## TASK DETAILS
Revise the records below by changing each "Identify" to "Locate", keeping every other part the same.

## MATERIAL FOR THIS EXERCISE
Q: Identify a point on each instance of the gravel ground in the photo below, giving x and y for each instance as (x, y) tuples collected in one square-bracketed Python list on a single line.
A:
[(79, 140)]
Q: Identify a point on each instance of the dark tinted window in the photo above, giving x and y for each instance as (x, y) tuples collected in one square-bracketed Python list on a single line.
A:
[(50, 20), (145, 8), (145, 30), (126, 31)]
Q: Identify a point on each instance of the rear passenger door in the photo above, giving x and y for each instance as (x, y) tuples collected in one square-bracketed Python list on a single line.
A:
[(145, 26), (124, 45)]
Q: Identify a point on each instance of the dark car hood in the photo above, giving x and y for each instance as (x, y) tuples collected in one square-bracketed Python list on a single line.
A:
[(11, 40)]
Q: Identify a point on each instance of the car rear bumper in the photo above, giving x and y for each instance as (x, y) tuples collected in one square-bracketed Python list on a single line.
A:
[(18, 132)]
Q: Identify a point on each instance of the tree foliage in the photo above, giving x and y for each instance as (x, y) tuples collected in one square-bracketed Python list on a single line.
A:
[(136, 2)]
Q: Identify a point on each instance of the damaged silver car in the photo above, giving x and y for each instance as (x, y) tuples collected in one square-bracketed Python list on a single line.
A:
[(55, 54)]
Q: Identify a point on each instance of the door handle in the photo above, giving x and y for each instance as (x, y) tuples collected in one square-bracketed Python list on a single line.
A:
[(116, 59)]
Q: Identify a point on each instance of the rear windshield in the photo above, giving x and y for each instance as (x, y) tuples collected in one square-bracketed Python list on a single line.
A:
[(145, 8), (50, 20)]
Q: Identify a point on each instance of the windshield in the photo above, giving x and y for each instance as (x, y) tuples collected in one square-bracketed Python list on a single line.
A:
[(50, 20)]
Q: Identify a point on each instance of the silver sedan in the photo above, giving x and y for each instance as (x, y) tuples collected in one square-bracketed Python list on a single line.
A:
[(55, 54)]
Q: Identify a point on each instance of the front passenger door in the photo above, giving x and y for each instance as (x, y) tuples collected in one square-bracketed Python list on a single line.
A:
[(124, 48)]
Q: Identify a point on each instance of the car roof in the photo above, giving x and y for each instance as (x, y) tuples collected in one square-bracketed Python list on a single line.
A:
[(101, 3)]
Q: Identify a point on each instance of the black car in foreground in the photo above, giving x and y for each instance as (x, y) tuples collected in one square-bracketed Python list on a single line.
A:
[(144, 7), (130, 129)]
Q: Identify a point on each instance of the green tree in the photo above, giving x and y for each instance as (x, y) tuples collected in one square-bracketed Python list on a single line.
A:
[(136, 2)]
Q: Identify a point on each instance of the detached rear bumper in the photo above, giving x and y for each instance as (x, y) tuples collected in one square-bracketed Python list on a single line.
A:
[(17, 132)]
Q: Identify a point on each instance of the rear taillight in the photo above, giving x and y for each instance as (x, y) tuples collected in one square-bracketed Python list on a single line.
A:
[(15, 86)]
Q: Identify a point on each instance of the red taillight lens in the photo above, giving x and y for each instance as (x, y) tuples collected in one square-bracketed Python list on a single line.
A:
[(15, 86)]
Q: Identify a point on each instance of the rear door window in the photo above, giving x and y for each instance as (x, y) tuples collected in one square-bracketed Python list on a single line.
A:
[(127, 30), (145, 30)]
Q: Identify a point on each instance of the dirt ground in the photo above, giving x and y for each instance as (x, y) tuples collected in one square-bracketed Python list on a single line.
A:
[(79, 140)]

## ANSWER
Q: Locate a point on each instance of the gravel ground in the photo below, giving x and y for each instance as (x, y) tuples collected in one square-bracketed Python list on a single line.
A:
[(79, 140)]
Q: Locate a point on each instance of the dark tinted window in the photo above, giving x and y for each instance as (x, y) tuples collected in one square-bracketed Python list on a single line.
A:
[(50, 20), (145, 8), (145, 30), (126, 31)]
Q: Locate a point on each instance of the rear passenger door in the photo above, giving x and y for each instance as (x, y) tuples collected in one square-bracketed Python list on a single line.
A:
[(145, 26), (124, 45)]
Q: Locate a point on each instance of the dark car hood in the photo above, giving x and y for each instance as (x, y) tuples collected in one square-bracketed Python list on a single line.
A:
[(11, 40)]
Q: Locate a point on each instance of the car rear bumper in the photo above, giving x and y for each instance as (x, y) tuples collected in one square-bracketed Python list on a single line.
A:
[(18, 132)]
Q: Locate a point on each instance of the tree foliage in the photo above, giving x and y for each instance as (x, y) tuples collected in one square-bracketed Python list on a single line.
A:
[(136, 2)]
Q: Locate a point on each instance of the damaged silver car in the photo above, giving x and y for each instance as (x, y) tuples collected in one square-bracketed Python list on a single line.
A:
[(55, 54)]
Q: Locate a point on each instance of the door handle in the photo above, giving x and y for each instance as (x, y) tuples collected in one square-bracketed Python list on a single line.
A:
[(116, 59)]
Q: Locate a point on each instance of the rear windshield in the photo above, giving x and y for each instance as (x, y) tuples collected in one square-bracketed Python list on a single line.
A:
[(145, 8), (50, 20)]
Q: Locate a point on each instance of the windshield in the photo above, giving x and y for each instance as (x, y) tuples collected in one square-bracketed Python list on a single line.
A:
[(50, 20)]
Q: Locate a point on each instance of the silver sedan in the photo above, giving x and y for each instance as (x, y) tuples collected in one square-bracketed Python list on a single line.
A:
[(55, 54)]
Q: Locate a point on each instance of the front passenger door in the photo above, giving x and y for each instance as (x, y) tuples collected in one square-bracketed Python list on a single line.
A:
[(124, 48)]
Q: Locate a point on each instance of the car roof in the photo above, giving x and y for each instance as (x, y) tuples collected in one square-bracketed Python list on a single line.
A:
[(101, 3)]
Q: Locate a point on each instance of the black car in foreground in the photo above, giving x and y for each instance as (x, y) tuples collected in one square-bracketed Python list on a single line.
A:
[(144, 7), (130, 129)]
Q: Locate a point on each instance of the green tree in the photo above, giving x and y for each instance as (x, y) tuples collected in one square-bracketed Python list on a single line.
A:
[(136, 2)]
Q: Locate a point on each instance of the detached rear bumper in the photo above, giving x and y for each instance as (x, y) tuples collected in one square-bracketed Python list on a single line.
A:
[(17, 132)]
Q: Locate a point on each instance of the rear taillight in the photo above, giving x and y for each instance as (x, y) tuples collected in one square-bracketed Python list on a single line.
A:
[(15, 86)]
Q: Locate a point on each instance of the red taillight lens in the photo above, giving x and y for each instance as (x, y) tuples collected in one square-bracketed Python list on a single line.
A:
[(15, 86)]
Q: Locate a point on each instance of the rear door window in the photo above, giving x and y for each instance as (x, y) tuples collected in one square-bracketed Python list on a single line.
A:
[(127, 30), (145, 30)]
Q: Locate a point on each instance of the dirt ground in the photo above, giving x and y for each instance as (x, y) tuples collected in one square-bracketed Python list on a single line.
A:
[(79, 140)]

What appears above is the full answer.